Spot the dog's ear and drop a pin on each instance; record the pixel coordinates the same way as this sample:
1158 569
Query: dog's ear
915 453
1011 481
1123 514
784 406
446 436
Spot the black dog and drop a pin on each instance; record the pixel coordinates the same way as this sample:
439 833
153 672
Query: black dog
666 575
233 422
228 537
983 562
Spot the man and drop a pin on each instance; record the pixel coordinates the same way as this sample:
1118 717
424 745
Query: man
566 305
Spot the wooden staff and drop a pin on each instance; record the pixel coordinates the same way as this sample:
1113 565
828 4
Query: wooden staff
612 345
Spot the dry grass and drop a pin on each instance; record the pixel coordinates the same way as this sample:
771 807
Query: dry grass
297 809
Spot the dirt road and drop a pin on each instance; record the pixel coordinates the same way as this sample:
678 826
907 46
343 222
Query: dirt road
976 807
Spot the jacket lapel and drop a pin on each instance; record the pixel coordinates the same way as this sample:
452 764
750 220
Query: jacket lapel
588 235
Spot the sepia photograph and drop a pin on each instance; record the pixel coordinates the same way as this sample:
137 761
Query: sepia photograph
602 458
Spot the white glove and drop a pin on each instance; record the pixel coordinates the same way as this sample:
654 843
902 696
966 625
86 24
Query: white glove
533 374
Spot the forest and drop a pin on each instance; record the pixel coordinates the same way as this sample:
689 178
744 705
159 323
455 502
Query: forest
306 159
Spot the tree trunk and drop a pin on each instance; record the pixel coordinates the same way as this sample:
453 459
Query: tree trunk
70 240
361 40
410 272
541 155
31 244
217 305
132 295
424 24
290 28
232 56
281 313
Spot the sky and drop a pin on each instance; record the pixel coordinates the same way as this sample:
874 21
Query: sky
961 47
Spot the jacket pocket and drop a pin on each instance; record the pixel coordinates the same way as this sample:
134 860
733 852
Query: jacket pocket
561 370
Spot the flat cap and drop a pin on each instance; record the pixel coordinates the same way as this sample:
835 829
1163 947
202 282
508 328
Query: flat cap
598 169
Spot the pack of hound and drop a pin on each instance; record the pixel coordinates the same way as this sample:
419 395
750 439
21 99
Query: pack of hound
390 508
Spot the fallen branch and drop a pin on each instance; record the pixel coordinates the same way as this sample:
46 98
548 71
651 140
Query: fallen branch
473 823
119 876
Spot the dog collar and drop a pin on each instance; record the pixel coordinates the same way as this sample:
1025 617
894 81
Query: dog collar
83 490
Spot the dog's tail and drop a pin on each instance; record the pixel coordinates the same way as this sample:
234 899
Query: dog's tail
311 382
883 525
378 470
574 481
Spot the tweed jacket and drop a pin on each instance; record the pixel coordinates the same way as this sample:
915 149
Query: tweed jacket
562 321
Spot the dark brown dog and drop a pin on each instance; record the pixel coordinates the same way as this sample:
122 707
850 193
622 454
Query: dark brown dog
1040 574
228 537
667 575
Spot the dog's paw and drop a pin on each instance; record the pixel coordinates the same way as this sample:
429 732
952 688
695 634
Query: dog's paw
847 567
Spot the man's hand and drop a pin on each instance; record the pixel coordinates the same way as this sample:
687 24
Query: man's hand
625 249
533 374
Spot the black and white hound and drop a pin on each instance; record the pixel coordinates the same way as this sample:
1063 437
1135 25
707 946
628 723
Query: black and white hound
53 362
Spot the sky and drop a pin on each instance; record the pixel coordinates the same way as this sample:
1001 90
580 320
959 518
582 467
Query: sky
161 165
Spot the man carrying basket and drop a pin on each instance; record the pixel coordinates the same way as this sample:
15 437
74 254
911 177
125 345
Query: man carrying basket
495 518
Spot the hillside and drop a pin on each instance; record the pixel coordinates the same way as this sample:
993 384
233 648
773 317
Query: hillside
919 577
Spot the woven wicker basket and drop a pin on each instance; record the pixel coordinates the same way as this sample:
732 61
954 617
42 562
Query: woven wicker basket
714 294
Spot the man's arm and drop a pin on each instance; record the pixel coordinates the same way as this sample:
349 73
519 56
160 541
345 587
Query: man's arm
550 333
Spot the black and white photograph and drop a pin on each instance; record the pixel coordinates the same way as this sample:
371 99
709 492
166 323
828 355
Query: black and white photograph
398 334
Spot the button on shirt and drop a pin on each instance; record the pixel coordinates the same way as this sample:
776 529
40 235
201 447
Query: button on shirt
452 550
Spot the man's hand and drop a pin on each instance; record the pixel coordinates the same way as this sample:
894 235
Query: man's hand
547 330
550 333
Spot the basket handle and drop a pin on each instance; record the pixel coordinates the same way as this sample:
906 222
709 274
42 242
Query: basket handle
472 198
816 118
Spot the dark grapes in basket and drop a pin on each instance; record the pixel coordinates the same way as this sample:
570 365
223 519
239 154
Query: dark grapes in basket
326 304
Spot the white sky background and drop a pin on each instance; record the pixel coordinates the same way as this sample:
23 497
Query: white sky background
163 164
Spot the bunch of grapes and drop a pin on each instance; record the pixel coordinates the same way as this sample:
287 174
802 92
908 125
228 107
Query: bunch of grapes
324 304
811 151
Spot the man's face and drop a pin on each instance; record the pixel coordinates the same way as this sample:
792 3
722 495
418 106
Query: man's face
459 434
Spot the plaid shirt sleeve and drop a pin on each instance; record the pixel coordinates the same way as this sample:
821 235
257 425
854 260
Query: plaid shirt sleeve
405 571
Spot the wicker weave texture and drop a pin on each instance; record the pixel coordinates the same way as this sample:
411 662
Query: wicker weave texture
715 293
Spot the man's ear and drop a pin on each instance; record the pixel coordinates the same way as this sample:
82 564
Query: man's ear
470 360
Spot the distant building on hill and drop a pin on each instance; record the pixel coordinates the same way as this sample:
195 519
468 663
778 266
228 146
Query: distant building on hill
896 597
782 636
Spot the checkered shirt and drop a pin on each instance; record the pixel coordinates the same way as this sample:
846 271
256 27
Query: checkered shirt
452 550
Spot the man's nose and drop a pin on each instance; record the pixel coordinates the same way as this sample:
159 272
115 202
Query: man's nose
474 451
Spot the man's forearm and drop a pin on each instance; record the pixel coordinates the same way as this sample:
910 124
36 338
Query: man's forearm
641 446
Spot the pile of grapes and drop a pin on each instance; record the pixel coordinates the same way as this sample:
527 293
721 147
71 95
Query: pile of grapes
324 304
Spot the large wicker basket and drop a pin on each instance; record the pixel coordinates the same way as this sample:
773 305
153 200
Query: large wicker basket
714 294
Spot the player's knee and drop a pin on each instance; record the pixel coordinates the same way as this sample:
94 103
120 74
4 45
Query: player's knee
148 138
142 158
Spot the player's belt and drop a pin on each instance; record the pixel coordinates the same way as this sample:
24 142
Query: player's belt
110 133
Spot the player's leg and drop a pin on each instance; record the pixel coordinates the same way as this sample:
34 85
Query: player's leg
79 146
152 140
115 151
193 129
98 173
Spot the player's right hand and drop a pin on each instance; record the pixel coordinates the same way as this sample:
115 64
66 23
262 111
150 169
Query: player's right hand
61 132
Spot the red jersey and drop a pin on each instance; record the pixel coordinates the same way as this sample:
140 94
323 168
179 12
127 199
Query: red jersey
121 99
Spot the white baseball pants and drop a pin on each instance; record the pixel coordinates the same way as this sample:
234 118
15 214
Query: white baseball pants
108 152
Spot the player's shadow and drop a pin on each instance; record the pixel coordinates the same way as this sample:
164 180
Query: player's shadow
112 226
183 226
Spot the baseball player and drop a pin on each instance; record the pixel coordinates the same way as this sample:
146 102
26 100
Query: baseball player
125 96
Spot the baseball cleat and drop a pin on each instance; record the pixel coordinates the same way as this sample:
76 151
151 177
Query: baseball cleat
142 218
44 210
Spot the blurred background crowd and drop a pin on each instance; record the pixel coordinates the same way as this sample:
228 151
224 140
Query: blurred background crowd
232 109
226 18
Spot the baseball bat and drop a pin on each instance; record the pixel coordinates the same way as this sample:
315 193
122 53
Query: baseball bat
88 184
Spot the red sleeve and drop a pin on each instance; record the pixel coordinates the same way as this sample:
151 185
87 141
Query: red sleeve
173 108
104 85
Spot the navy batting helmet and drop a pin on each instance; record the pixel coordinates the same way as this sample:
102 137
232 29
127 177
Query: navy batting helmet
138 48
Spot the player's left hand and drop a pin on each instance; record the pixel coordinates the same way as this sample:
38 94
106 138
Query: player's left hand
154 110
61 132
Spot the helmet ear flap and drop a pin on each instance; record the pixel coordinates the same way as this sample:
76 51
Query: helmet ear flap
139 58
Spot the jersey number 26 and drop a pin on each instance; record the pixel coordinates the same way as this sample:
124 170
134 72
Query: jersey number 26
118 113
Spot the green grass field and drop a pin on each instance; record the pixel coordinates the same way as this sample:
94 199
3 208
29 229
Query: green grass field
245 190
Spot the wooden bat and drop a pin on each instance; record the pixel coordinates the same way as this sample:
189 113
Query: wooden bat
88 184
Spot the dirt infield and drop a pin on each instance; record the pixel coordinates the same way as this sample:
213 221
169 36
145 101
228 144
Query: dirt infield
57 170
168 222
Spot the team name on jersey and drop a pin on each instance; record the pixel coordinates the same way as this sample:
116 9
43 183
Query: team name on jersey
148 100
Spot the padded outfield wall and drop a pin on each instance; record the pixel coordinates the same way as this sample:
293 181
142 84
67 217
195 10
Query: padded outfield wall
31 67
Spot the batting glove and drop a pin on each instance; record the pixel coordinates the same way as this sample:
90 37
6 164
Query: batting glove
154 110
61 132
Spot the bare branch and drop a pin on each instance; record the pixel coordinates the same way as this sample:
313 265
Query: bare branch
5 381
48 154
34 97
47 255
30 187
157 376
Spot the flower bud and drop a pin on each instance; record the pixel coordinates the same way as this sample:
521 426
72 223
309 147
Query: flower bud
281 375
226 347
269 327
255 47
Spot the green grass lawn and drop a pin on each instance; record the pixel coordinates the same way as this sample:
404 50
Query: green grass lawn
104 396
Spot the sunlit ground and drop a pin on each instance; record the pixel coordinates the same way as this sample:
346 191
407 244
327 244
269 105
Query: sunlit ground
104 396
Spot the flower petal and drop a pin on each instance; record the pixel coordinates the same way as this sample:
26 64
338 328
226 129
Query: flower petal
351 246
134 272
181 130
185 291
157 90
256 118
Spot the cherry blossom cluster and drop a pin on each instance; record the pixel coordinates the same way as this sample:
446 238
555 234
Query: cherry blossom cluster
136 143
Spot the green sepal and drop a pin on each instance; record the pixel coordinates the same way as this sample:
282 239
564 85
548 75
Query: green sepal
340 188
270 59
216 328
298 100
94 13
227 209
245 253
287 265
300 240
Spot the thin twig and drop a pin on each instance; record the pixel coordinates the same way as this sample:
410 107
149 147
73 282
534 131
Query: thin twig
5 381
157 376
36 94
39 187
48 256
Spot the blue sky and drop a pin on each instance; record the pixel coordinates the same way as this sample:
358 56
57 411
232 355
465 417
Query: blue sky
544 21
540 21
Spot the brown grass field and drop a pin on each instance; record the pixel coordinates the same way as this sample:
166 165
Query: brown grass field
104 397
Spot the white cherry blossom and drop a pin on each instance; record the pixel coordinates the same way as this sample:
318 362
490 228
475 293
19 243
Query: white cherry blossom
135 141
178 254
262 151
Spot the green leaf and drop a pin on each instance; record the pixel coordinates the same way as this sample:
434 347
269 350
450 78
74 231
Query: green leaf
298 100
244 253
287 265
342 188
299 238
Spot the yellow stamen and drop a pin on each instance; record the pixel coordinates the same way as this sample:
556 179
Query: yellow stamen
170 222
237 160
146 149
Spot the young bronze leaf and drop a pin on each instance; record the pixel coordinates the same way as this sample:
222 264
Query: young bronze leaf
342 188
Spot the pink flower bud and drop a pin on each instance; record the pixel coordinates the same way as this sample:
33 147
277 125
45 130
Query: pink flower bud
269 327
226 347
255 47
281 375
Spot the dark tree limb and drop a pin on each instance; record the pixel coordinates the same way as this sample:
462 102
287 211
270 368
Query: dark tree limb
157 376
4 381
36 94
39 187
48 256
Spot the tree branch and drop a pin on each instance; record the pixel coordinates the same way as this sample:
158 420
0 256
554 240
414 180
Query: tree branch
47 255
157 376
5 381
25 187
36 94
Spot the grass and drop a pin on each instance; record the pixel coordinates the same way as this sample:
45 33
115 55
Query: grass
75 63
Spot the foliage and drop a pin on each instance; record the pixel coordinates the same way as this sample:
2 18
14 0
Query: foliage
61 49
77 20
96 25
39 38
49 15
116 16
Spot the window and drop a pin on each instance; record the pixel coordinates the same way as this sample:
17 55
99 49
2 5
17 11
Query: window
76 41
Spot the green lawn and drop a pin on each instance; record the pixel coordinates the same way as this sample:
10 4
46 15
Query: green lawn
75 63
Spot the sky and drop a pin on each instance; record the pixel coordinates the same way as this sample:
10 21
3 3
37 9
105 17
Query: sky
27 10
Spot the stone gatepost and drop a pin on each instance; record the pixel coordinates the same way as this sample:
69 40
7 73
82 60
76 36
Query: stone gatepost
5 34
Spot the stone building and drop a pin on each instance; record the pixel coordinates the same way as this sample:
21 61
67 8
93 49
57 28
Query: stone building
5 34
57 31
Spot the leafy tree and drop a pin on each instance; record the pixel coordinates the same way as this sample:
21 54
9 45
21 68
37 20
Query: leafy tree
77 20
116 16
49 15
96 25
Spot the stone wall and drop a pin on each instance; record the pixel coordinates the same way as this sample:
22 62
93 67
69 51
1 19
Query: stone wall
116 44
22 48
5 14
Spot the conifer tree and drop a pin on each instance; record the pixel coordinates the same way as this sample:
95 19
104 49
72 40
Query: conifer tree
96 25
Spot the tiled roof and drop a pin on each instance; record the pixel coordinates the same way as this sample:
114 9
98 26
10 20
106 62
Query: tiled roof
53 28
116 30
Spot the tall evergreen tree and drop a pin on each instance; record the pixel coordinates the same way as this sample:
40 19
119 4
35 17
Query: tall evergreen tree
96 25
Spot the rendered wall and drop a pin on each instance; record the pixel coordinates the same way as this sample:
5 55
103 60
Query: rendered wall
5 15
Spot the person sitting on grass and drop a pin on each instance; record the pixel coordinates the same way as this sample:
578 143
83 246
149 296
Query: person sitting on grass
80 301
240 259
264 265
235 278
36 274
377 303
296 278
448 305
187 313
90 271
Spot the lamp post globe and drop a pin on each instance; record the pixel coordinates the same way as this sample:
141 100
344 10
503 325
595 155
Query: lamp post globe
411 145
——
→ **WRITTEN INSTRUCTION**
Give every line from the one containing "Spot the window" through the end of the items, inclusive, as a JSON list of strings with one string per line and blank lines left out.

→ **OUTPUT BELOW**
[
  "Spot the window and drop a pin on each instance; record the pixel coordinates the same way as this sample:",
  "17 55",
  "99 49",
  "2 5",
  "17 11",
  "Query: window",
  "76 41",
  "Spot the green lawn and drop a pin on each instance; record the pixel coordinates the same way as this sample:",
  "10 4",
  "46 15",
  "Query: green lawn",
  "75 63",
  "Spot the sky and drop a pin on each instance; record the pixel coordinates the same way as this sample:",
  "10 21",
  "3 3",
  "37 9",
  "105 17",
  "Query: sky",
  "27 10",
  "Spot the stone gatepost and drop a pin on each instance; record the pixel coordinates the same way as this sample:",
  "69 40",
  "7 73",
  "82 60",
  "76 36",
  "Query: stone gatepost",
  "5 34",
  "Spot the stone building and drop a pin on each instance; record the pixel coordinates the same way as this sample:",
  "21 61",
  "67 8",
  "93 49",
  "57 28",
  "Query: stone building",
  "5 34",
  "57 31",
  "Spot the leafy tree and drop a pin on each instance; record the pixel coordinates the same way as this sample:",
  "21 54",
  "9 45",
  "21 68",
  "37 20",
  "Query: leafy tree",
  "77 20",
  "116 16",
  "49 15",
  "96 25",
  "Spot the stone wall and drop a pin on each instance; record the pixel coordinates the same way as this sample:",
  "22 62",
  "93 67",
  "69 51",
  "1 19",
  "Query: stone wall",
  "116 44",
  "22 48",
  "5 14",
  "Spot the conifer tree and drop a pin on each instance; record the pixel coordinates the same way as this sample:",
  "95 19",
  "104 49",
  "72 40",
  "Query: conifer tree",
  "96 25",
  "Spot the tiled roof and drop a pin on each instance; record the pixel coordinates the same way as this sample:",
  "114 9",
  "98 26",
  "10 20",
  "106 62",
  "Query: tiled roof",
  "53 28",
  "116 30",
  "Spot the tall evergreen tree and drop a pin on each instance; record the pixel coordinates the same way as this sample:",
  "40 19",
  "119 4",
  "35 17",
  "Query: tall evergreen tree",
  "96 25",
  "Spot the rendered wall and drop a pin on each instance; record the pixel coordinates the same way as this sample:",
  "5 55",
  "103 60",
  "Query: rendered wall",
  "5 15",
  "Spot the person sitting on grass and drop a pin on each instance; record the pixel coordinates the same way as this sample:",
  "578 143",
  "83 246",
  "149 296",
  "Query: person sitting on grass",
  "80 301",
  "240 259",
  "264 265",
  "235 278",
  "36 274",
  "377 303",
  "296 278",
  "448 305",
  "187 313",
  "90 271",
  "Spot the lamp post globe and drop a pin on each instance; record the pixel coordinates the same way as this sample:",
  "141 100",
  "344 10",
  "503 325",
  "595 155",
  "Query: lamp post globe",
  "411 145"
]